## Input for this task
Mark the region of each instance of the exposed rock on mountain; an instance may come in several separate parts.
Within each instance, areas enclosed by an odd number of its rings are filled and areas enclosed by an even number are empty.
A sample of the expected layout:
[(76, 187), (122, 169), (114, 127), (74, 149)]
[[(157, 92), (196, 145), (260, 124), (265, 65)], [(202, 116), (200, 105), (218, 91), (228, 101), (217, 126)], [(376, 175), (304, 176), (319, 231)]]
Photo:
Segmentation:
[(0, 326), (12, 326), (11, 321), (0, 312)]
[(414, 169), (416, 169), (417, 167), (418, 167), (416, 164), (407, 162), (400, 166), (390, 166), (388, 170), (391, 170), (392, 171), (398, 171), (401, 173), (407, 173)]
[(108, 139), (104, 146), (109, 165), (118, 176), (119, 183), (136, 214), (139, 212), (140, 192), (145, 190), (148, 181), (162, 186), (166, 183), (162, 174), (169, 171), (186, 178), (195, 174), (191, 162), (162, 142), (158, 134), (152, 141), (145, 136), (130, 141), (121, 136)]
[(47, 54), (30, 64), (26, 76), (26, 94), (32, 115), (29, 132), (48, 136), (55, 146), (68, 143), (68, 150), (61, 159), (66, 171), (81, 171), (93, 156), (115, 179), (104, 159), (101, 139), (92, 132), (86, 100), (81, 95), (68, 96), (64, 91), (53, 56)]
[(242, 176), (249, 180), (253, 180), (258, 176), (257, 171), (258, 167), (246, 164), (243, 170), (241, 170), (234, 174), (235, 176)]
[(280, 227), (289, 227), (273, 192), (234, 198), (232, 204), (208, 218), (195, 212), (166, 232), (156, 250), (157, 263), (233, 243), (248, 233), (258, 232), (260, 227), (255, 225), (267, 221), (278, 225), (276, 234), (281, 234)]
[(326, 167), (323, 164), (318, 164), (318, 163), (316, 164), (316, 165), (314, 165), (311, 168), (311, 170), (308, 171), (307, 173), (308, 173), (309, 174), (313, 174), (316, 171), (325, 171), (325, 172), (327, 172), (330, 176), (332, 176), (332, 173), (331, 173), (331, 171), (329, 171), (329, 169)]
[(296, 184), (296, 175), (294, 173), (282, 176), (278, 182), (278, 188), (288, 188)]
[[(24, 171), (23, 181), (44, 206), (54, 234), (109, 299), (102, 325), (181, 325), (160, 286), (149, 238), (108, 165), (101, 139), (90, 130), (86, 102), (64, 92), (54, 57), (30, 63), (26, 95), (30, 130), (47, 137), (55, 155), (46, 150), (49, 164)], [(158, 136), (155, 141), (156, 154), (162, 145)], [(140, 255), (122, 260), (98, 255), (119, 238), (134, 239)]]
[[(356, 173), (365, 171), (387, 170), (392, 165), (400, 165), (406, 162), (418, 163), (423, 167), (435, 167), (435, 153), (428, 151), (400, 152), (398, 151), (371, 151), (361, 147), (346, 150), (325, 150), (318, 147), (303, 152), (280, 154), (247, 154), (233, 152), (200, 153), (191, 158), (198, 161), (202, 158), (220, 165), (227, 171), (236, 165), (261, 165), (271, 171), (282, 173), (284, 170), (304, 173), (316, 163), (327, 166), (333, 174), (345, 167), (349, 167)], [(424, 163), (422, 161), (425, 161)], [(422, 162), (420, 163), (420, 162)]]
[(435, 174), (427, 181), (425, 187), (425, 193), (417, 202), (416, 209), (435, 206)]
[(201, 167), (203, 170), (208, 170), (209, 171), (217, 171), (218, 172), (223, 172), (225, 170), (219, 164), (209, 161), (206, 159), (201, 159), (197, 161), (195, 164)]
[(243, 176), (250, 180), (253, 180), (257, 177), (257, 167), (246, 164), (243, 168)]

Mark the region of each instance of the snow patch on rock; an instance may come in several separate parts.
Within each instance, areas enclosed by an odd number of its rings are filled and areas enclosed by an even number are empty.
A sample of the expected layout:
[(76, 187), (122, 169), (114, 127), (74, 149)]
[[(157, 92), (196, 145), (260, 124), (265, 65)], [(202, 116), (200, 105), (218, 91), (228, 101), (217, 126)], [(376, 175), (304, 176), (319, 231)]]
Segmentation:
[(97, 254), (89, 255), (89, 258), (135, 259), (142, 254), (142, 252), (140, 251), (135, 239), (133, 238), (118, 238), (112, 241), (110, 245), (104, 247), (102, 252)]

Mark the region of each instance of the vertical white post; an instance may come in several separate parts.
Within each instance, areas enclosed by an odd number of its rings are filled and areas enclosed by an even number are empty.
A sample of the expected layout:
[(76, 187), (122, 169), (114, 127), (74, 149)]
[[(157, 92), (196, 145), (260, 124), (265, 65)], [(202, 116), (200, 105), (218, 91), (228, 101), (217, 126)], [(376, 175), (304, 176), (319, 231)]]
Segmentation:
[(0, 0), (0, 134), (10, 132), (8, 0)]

## Problem to work on
Copy the records above back out line for line, unchanged.

## Exercise output
Mark the region of each instance of the exposed rock on mountain; an instance may come in several separate parts.
Within each instance, areas enclosed by an odd number of its rings are filled and areas enclosed by an even number are empty.
A sample of the expected layout:
[(76, 187), (122, 169), (114, 127), (74, 149)]
[[(157, 92), (196, 145), (260, 124), (265, 65)], [(202, 116), (200, 105), (218, 91), (228, 101), (217, 126)], [(376, 175), (304, 176), (319, 231)]]
Photo:
Segmentation:
[(0, 326), (12, 326), (11, 321), (0, 312)]
[(414, 169), (416, 169), (417, 167), (418, 167), (416, 164), (407, 162), (400, 166), (390, 166), (388, 170), (391, 170), (392, 171), (398, 171), (401, 173), (407, 173)]
[(108, 139), (104, 146), (109, 165), (118, 176), (119, 183), (136, 214), (139, 212), (140, 192), (145, 190), (148, 181), (162, 186), (166, 183), (162, 174), (169, 171), (186, 178), (195, 174), (191, 162), (162, 142), (158, 134), (152, 141), (145, 136), (130, 141), (121, 136)]
[(47, 54), (30, 64), (26, 76), (26, 94), (32, 115), (29, 132), (48, 136), (55, 146), (68, 143), (68, 150), (61, 159), (66, 171), (81, 171), (93, 156), (115, 179), (104, 159), (101, 139), (92, 132), (86, 100), (81, 95), (68, 96), (64, 91), (53, 56)]
[(242, 176), (249, 180), (253, 180), (258, 176), (257, 171), (258, 167), (246, 164), (243, 170), (241, 170), (234, 174), (235, 176)]
[(280, 227), (289, 227), (273, 192), (234, 198), (232, 204), (208, 218), (195, 212), (166, 232), (156, 250), (157, 263), (233, 243), (248, 233), (258, 232), (260, 227), (255, 225), (267, 221), (278, 225), (276, 234), (281, 234)]
[(326, 167), (323, 164), (318, 164), (318, 163), (316, 164), (316, 165), (314, 165), (311, 168), (311, 170), (308, 171), (307, 173), (308, 173), (309, 174), (313, 174), (316, 171), (325, 171), (325, 172), (327, 172), (330, 176), (332, 176), (332, 173), (331, 173), (331, 171), (329, 171), (329, 169)]
[(296, 184), (296, 175), (294, 173), (282, 176), (278, 182), (278, 188), (288, 188)]
[[(24, 171), (23, 181), (44, 206), (54, 234), (109, 299), (102, 325), (181, 325), (160, 286), (149, 238), (108, 165), (101, 139), (90, 130), (86, 102), (64, 92), (54, 57), (30, 63), (26, 95), (30, 130), (47, 137), (55, 155), (46, 150), (49, 164)], [(158, 136), (155, 141), (156, 154), (162, 145)], [(140, 255), (122, 260), (98, 255), (119, 238), (134, 239)]]
[[(356, 173), (365, 171), (387, 170), (392, 165), (400, 165), (406, 162), (418, 163), (423, 167), (435, 167), (435, 153), (428, 151), (400, 152), (398, 151), (371, 151), (361, 147), (346, 150), (325, 150), (318, 147), (303, 152), (280, 154), (247, 154), (233, 152), (200, 153), (191, 158), (198, 161), (202, 158), (220, 165), (227, 171), (236, 165), (261, 165), (271, 171), (282, 173), (284, 170), (304, 173), (316, 163), (327, 166), (333, 174), (345, 167), (349, 167)], [(424, 163), (422, 161), (425, 161)], [(422, 162), (420, 163), (420, 162)]]
[(435, 174), (427, 181), (425, 187), (425, 193), (417, 202), (416, 209), (435, 206)]
[(201, 167), (203, 170), (208, 170), (209, 171), (217, 171), (218, 172), (223, 172), (225, 170), (219, 164), (209, 161), (206, 159), (201, 159), (197, 161), (195, 164)]
[(243, 176), (250, 180), (253, 180), (257, 177), (257, 167), (246, 164), (243, 168)]

Mark the region of each instance of the snow patch on rock; an instance may come in several separate parts.
Within each instance, areas enclosed by an odd number of its rings are filled and areas enclosed by an even number are empty.
A sample of the expected layout:
[(76, 187), (122, 169), (114, 127), (74, 149)]
[[(157, 92), (196, 145), (260, 124), (265, 65)], [(202, 116), (200, 105), (218, 91), (228, 101), (217, 126)], [(376, 175), (304, 176), (319, 231)]]
Segmentation:
[(97, 254), (89, 255), (89, 258), (135, 259), (142, 254), (142, 252), (140, 251), (135, 239), (133, 238), (118, 238), (112, 241), (110, 245), (104, 247), (102, 252)]

Mark the region of each instance of the vertical white post; an instance may come in several separate parts.
Within each instance, areas enclosed by an odd number of its rings are filled and areas enclosed by an even number are empty.
A sample of the expected layout:
[(76, 187), (122, 169), (114, 127), (74, 149)]
[[(157, 92), (196, 145), (260, 124), (265, 65)], [(202, 116), (200, 105), (218, 91), (228, 101), (217, 126)], [(376, 175), (304, 176), (319, 231)]]
Segmentation:
[(0, 0), (0, 134), (10, 132), (8, 0)]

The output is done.